Task inputs:
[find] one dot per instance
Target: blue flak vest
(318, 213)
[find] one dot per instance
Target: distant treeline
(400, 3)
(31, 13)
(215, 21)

Assignment: Could you retype all of the material word for word?

Your response:
[find] one dot per instance
Target: blue flak vest
(318, 213)
[find] one dot per instance
Target: distant treeline
(400, 3)
(31, 13)
(215, 21)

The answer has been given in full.